** Selected extract follows **

When Mom came to live at our house, I just naturally fixed up the spare bedroom.  No more play area for our grandkids. We made it as personable as we could, with all the hospital equipment that comes with cancer. She was only feet from our living room and had a walker and wheel chair, but she was also expecting an on-call nurse.  And I wondered who she thought that might be.  She also thought that even though we didn’t allow any smoking on our property or in our house, that she would naturally be the exception.  While emptying her house of personal items, she one day made the comment to me that “she would not smoke at my house”.  I was shocked and thrilled to have her say it out loud and I had some silly idea the subject was miraculously resolved.  Was I ever wrong?

First she told me in no uncertain terms, she would never have said that and now my house was hers and she would smoke all she pleased.  Donald brought her cigarettes as usual, and while I was at work and someone else was with her, she smoked. When I found out and the SHTF, my husband told Donald on the side “no smokes, period”.  Donald immediately quit bringing her smokes.

My Mother was deteriorating before our eyes day by day, physically, but not mentally. One day we got into some argument and she announced she was leaving.  She called Donald and he wouldn’t come and get her…..mostly because he didn’t know where to go with her….certainly not to his house.  Her car was parked at our place and she determined to take it, except I refused to give her the keys. It was not a pleasant argument, even as I tried to stay rational and calm. I called each of my siblings as she watched and fumed, to explain our situation and then handed her the phone to talk with them.  That really pissed her off. Nothing pacified her and so she ended up going to the hospital for a week, by ambulance.

She wasn’t hospital sick and didn’t want a nursing home and after talking to Donald, therapists and others, she agreed to come back, but didn’t want to be left “in the back room” anymore.  What could we do about that?

** End of Selected extract **
** Input data follows **

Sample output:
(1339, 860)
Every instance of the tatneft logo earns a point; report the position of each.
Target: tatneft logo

** End of Input data **

_Questions on the material_.
[1] Using the account of Mom moving into the narrator's house, say whether each statement agrees with it. Answer yes or no for each, and quote the deciding words exactly. (a) Donald kept bringing Mom cigarettes after being told not to. (b) Mom's car was parked at the narrator's place. (c) Mom went to the hospital by ambulance for a week.
[2] From the account of Mom moving into the narrator's house, copy everything from "First she told" down to "bringing her smokes.", keeping the wording unchanged.
[3] Carry on the account of Mom moving into the narrator's house from the point where it stops.
The material placed after the account comes from a separate source and has no connection to it.

_Results by task_.
[1]
(a) No: "Donald immediately quit bringing her smokes."
(b) Yes: "Her car was parked at our place"
(c) Yes: "she ended up going to the hospital for a week, by ambulance."

[2]
First she told me in no uncertain terms, she would never have said that and now my house was hers and she would smoke all she pleased.  Donald brought her cigarettes as usual, and while I was at work and someone else was with her, she smoked. When I found out and the SHTF, my husband told Donald on the side “no smokes, period”.  Donald immediately quit bringing her smokes.

[3]
Oddly, our large garage was carpeted, with a nice piece used for an expo and discarded. I parked on it every day and the grandkids played in our garage on rainy or winter days.  We abandoned the parking, disconnected the opener, and installed all the bedroom furniture and hospital items. We blocked off the back door and installed a large gazillion BTU air conditioner. Our garage had an entry to our spare bathroom and laundry and an outside door.

It became the cancer ward apartment, although we never called it that. It did work great. We could all come and go. She could see us. She came home with staph infection from the hospital and was kind enough to give it to me as well.  I was so sick; I wanted to die before her.  Being in the garage, we could keep the grandkids away from the contagion with a baby gate.

Life moved on with visitors, small parties and kids coming home as often as possible.  Her cancer progressed, she grew frail and we managed one last big weekend with everyone home and surrounding her. There was a little wine, lots of hidden tears and laughter – our family staple. It was necessary and a real accomplishment to pull off.  She seemed to wait until news reached her that each child had gotten home safely before she passed away a couple evenings later.

We are small town people and have always been small town people. We grew up knowing our local everyone including our undertaker.  After my Mom died and Donald had come and hospice had done what hospice does, it was time to call our friend, the undertaker. It was a drizzly summer night. I didn’t want her face covered when he took her. I said to him, “When you come to get Mom, just back into the garage. That is where she has been and we can just open the big door and you can back right in.”

Humor has always been our relief valve in my family. Not that Mom would have seen the humor, but we always laugh when we talk about having the hearse back into the garage for Mom. We were just being helpful.